Try it
In the records below, some lines contain the word "photo". Copy each of them.
*** Opening Source data ***
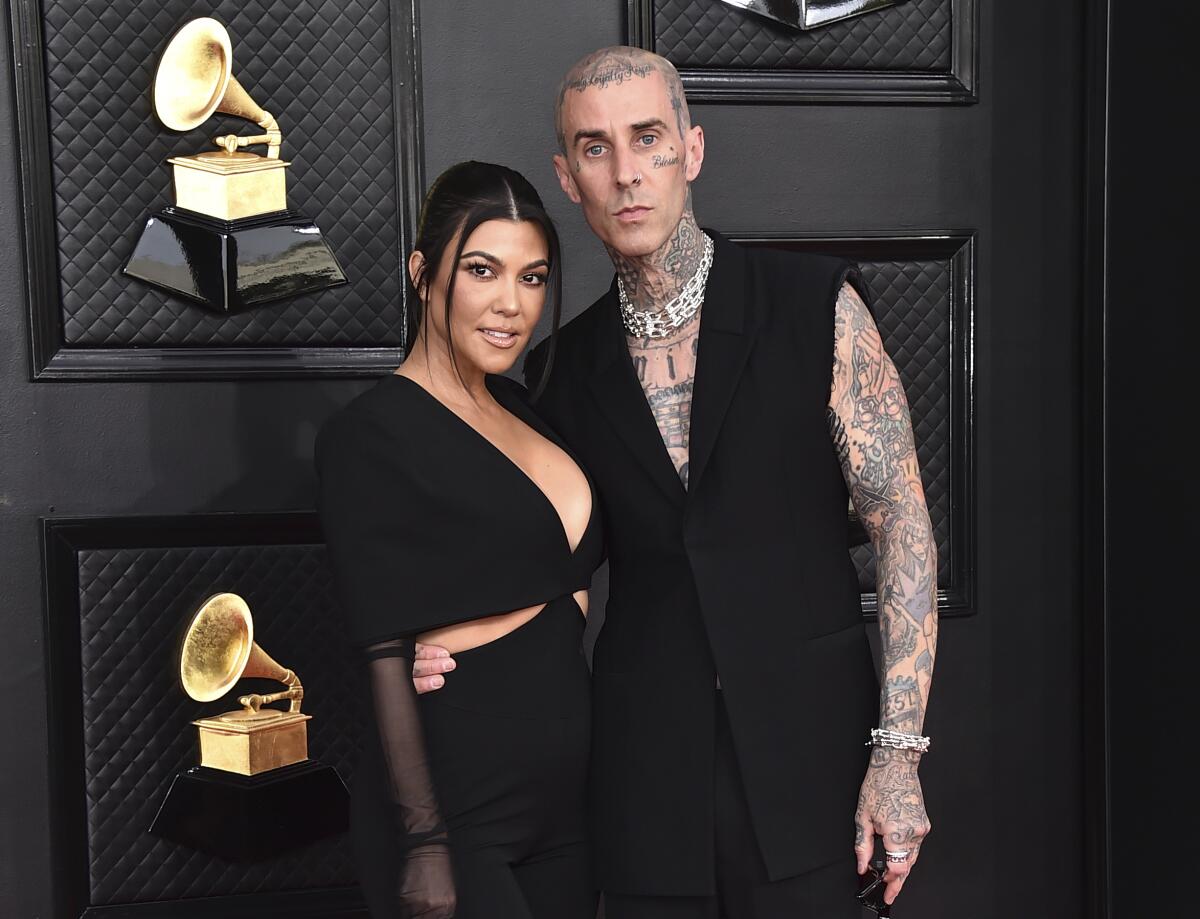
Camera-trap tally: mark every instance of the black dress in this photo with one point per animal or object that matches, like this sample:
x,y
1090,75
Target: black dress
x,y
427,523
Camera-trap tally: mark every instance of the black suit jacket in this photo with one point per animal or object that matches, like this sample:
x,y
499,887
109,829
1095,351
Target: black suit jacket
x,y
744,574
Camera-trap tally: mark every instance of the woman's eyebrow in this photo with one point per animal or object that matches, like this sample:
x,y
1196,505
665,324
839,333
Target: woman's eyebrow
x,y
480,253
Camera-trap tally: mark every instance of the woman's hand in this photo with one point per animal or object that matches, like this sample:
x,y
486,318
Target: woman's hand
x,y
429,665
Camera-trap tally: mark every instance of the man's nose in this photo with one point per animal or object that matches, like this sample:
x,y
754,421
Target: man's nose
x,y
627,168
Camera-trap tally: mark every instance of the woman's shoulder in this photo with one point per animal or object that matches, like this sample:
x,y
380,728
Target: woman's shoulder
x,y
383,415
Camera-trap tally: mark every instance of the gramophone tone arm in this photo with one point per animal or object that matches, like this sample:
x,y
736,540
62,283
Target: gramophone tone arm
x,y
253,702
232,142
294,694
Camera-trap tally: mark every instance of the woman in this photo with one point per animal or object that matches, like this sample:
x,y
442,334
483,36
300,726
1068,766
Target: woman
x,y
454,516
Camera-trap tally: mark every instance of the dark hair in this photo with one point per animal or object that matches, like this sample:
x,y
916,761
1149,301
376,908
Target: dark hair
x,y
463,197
*** Closing Source data ***
Solved exercise
Camera-trap tally: mark every instance of the black dress in this photo with one point per animal or object that matches, like this sample:
Camera-trap tally: mark every instance of the black suit jacket in this photo with one point per animal or object that matches, like this sample:
Camera-trap tally: mark every instance of the woman's eyebrow in this photo with one point per animal or object that matches, like this sample:
Camera-trap tally: mark every instance of the woman's hand in this photo with one point per animal or object that matches, like this sample:
Camera-trap tally: mark every instance of the man's nose in this photo with one point per animal or object that matches, like this sample:
Camera-trap tally: mark every instance of the woman's shoulder in this photo with one point per animal or object that matches, like this sample:
Camera-trap tally: mark every instance of the gramophone tone arm in this photo with one point per animal or object that matches, like this sample:
Camera-trap tally: mark every instance of the woman in this photo with one point per animal or object that matches, like this sample:
Camera-trap tally: mark every instance of the dark hair in this photo with one point per animal or object that matches, like this sample:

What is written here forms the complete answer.